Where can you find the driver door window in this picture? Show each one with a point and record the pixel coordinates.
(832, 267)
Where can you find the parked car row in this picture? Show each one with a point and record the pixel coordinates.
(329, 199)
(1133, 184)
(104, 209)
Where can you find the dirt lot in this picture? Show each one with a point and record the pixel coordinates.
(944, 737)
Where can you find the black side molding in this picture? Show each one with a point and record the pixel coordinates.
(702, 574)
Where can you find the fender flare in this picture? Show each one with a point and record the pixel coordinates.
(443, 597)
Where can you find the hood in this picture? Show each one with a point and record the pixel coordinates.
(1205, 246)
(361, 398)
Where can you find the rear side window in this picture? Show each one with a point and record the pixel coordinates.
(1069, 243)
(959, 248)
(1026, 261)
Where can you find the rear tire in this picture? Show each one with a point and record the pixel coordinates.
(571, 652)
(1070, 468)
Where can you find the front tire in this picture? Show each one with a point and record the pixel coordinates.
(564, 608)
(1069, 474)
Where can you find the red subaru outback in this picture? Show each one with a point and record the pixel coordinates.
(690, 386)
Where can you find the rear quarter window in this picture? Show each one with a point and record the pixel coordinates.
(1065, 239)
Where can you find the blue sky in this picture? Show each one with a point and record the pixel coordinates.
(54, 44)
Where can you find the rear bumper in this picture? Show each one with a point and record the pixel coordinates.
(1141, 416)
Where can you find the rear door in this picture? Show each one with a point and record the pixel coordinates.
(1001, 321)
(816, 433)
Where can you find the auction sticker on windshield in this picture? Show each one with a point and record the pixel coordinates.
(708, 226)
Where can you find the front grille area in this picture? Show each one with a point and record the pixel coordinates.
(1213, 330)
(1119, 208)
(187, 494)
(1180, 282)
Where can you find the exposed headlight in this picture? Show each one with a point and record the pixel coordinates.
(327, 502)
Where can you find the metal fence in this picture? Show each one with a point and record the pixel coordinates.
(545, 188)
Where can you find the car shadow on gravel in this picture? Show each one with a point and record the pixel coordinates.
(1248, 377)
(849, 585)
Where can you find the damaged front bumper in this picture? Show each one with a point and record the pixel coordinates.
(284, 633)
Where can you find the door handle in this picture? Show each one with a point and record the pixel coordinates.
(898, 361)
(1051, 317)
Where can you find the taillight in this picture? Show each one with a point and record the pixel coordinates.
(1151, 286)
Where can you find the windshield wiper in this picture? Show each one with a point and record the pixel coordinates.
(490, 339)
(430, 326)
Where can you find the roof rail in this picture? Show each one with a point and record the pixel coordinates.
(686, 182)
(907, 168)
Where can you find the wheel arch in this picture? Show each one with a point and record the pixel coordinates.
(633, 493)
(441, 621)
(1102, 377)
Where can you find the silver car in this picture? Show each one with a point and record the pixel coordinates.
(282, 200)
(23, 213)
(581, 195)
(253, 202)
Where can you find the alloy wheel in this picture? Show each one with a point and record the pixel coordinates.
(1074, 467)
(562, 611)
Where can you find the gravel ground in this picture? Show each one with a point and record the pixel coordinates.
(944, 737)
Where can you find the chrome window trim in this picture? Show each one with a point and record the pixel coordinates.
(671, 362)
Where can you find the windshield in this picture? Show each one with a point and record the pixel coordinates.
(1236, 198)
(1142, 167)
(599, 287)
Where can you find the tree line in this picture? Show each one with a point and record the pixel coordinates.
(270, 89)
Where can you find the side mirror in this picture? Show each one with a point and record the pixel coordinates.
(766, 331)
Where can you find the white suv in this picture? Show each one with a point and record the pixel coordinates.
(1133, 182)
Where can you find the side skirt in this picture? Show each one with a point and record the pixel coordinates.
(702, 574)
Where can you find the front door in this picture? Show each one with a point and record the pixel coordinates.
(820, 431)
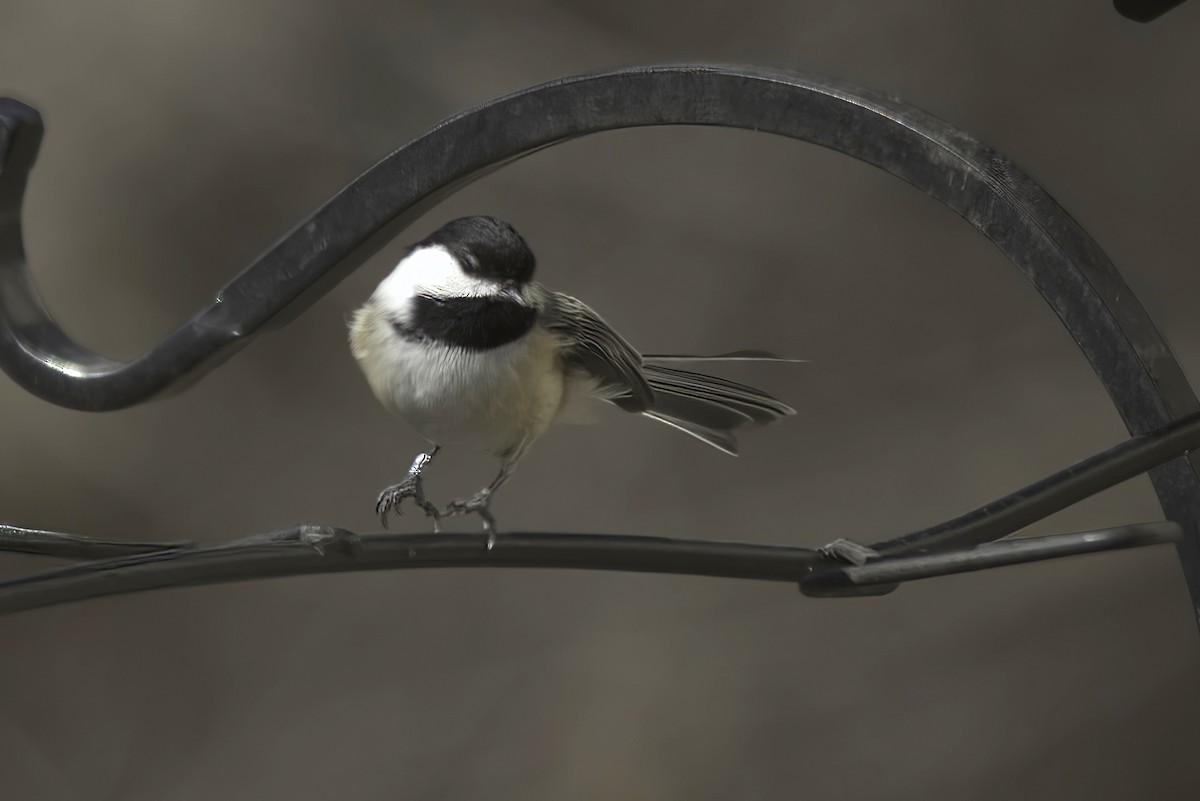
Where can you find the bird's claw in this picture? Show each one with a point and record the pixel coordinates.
(391, 498)
(479, 504)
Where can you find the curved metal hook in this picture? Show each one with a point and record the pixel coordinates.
(1066, 265)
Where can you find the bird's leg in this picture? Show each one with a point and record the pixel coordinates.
(411, 487)
(480, 503)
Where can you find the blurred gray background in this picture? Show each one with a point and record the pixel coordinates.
(184, 138)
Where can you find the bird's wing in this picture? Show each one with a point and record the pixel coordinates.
(593, 347)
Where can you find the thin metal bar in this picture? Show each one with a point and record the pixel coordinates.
(1054, 493)
(13, 538)
(885, 574)
(307, 549)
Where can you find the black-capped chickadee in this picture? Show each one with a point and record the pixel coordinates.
(462, 343)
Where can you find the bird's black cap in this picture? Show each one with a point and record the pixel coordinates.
(486, 247)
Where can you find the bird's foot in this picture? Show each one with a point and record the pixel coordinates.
(479, 504)
(411, 487)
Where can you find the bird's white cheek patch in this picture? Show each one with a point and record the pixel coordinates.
(429, 271)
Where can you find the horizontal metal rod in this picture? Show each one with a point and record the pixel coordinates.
(885, 574)
(15, 538)
(307, 549)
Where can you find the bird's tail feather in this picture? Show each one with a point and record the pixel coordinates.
(732, 356)
(709, 408)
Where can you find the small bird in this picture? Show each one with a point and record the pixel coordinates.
(461, 342)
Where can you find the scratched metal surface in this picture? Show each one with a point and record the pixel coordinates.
(183, 142)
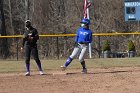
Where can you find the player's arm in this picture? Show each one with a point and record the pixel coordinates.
(76, 39)
(36, 36)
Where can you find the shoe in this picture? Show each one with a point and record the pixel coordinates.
(84, 71)
(63, 68)
(27, 74)
(41, 73)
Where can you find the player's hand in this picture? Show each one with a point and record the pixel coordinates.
(21, 48)
(31, 38)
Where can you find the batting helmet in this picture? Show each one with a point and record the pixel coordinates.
(85, 21)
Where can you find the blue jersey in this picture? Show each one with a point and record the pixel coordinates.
(83, 35)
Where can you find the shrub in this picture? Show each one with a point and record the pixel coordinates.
(131, 46)
(106, 46)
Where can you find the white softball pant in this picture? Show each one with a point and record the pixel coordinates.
(79, 50)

····················

* **Written problem**:
Copy all of the data above line for line, but leave out the pictures.

* **Problem solution**:
Where can you find the driver door window in this picture? Show each one with a point and record the pixel coordinates.
(832, 267)
Where can you find the parked car row in this picture? Show each one with a point and record the pixel coordinates.
(329, 199)
(1133, 184)
(104, 209)
Where can you find the dirt lot in this picture? Show each one with a point and record the pixel coordinates.
(944, 737)
Where can you find the black side molding in this picture? Show each one with a point and record the pixel coordinates.
(702, 574)
Where can you find the fender flare in this picture? Show each one with a point and record the pixel coordinates.
(443, 597)
Where can you find the hood in this picture? Show each one with a point and record the pixel coordinates.
(1205, 246)
(361, 398)
Where can you find the rear side window in this picture? Show each one with a point and record the pixel coordinates.
(1069, 243)
(959, 248)
(1026, 261)
Where can you find the rear tire in this picture? Show each one with a point and record the pixel coordinates.
(571, 652)
(1070, 468)
Where can you find the front tire in this picture? Show each one with a point and record the pixel coordinates.
(564, 608)
(1069, 474)
Where can you find the red subaru outback in this picture? Show each one with a point and record the pixel coordinates.
(690, 386)
Where can you find the rear quarter window in this picture? Show each one with a point and record the pixel coordinates.
(1065, 239)
Where can you find the blue sky in this picture? Show each one with a point and record the pixel coordinates.
(54, 44)
Where can you find the rear bumper in this picture? Show each one with a point and record the pixel coordinates.
(1141, 416)
Where can you find the rear door in this picture? Show each one with a point and record the pixel coordinates.
(1001, 321)
(816, 433)
Where can you find the auction sticker on windshield in this picture? Show each one with a point and record the pixel coordinates.
(708, 226)
Where can you find the front grille area in this picture? Show each one with a point and record the pixel coordinates.
(1213, 330)
(1119, 208)
(187, 494)
(1180, 282)
Where can you find the exposed headlight in this picture? Show each one with a point and record the pixel coordinates.
(327, 502)
Where can you find the metal fence in this picture? Show each one with a point and record the pixel coordinates.
(545, 188)
Where can you find the car shadow on gravel in this picture? Show each one with a point and record the pixel coordinates.
(1248, 377)
(849, 585)
Where can you find the damaged front bumper in this picture? Show each one with a point and record the pixel coordinates.
(284, 633)
Where can you find the door handle in this picture? Show each one with a point and record the pixel coordinates.
(898, 361)
(1051, 317)
Where can you find the taillight in this picture? Show each one with a point and record the pixel coordinates.
(1151, 286)
Where can you find the windshield wiper in this picture? Show each one with a point and record the pixel coordinates.
(490, 339)
(430, 326)
Where can you find the roof rail in this picture? Show each one with a point and record the pixel coordinates.
(686, 182)
(907, 168)
Where can you find the wheel arch in this picture? Show each one with a point and record the pixel coordinates.
(633, 493)
(441, 621)
(1102, 377)
Where can you find the silver car in this picture? Show each one with a point and record the pixel coordinates.
(282, 200)
(23, 213)
(581, 195)
(253, 202)
Where can you find the alloy wheel in this picture? Show each one with a point and record the pixel coordinates.
(1074, 467)
(562, 611)
Where can you find the gravel ground in this picture? Show each one with a point and record the pixel coordinates.
(944, 737)
Where can you find the chrome window trim in this picture? Show each one with a point and record the pixel coordinates.
(671, 362)
Where can you find the windshield in this picture? Show each one with a point and record the pixel coordinates.
(1236, 198)
(1142, 167)
(599, 287)
Where can you find the tree line in this picture? Show each one with a point and record the pixel coordinates.
(270, 89)
Where can you find the side mirror in this picture? Show each one with a point and record the pixel coordinates.
(766, 331)
Where can you find the white suv in this picture? Show each one with a point and record the pixel coordinates.
(1133, 182)
Where can you find the side skirt in this picture? Show each one with a point and record the pixel coordinates.
(702, 574)
Where can you find the front door in this picture? Show each one with a point and record the pixel coordinates.
(820, 431)
Where can you find the bird's claw in this picture? Show each one with a point and record the pixel coordinates.
(391, 498)
(479, 504)
Where can you find the curved metal hook in this picture? Show each one with a point and record the pixel coordinates.
(1066, 265)
Where can you find the bird's leg in this picture? Show each one with a point and record the pixel coordinates.
(411, 487)
(480, 503)
Where can you find the blurred gray background in this picture? Show each one with a point and record the pixel coordinates.
(184, 138)
Where can you find the bird's wing in this picture? Show each one with a point and record the pixel coordinates.
(593, 347)
Where can you find the thin metal bar in this picture? Show each one with a point and record the pixel coordinates.
(1054, 493)
(13, 538)
(885, 574)
(307, 549)
Where can you find the black-capped chickadee in this picture? Show each one with a point and record the pixel coordinates.
(462, 343)
Where can you find the bird's black cap in this picture? Show each one with a point and record the pixel coordinates.
(486, 247)
Where can you find the bird's foot in this picture? Show each one with a point and record the pixel coordinates.
(479, 504)
(411, 487)
Where can you find the bird's white cheek patch in this picture? Show each one with a point and record the pixel coordinates.
(429, 271)
Where can you find the horizontal metal rod in this picture? Show each one with a point and record the pixel coordinates.
(885, 574)
(15, 538)
(307, 549)
Where can you find the bird's tail feather in this picture? Show each one with a point and record the pixel coordinates.
(732, 356)
(709, 408)
Where can you find the small bird in this picture? Show each one with a point and record the pixel coordinates.
(461, 342)
Where can you find the scratched metal surface in this picture? Show each one with a point and record the pixel coordinates.
(183, 142)
Where can you find the player's arm in this picture? Show each one with a point and record the pixel coordinates.
(76, 39)
(36, 36)
Where can you find the shoe in this picture? Show each one with a point and record the pixel coordinates.
(84, 71)
(63, 68)
(27, 74)
(41, 73)
Where can you find the player's hand in this picture? Show each one with a point and record the pixel coordinates.
(21, 48)
(31, 38)
Where can you find the batting helmet in this picture? Show each one with a point and record the pixel coordinates.
(85, 21)
Where can you find the blue jersey in this picture? Show each one with a point and record the pixel coordinates.
(83, 35)
Where can you find the shrub in this picture? Show each one with a point and record the pixel coordinates.
(131, 46)
(106, 46)
Where can you find the white softball pant in this picture? Show each one with a point and record the pixel coordinates.
(79, 50)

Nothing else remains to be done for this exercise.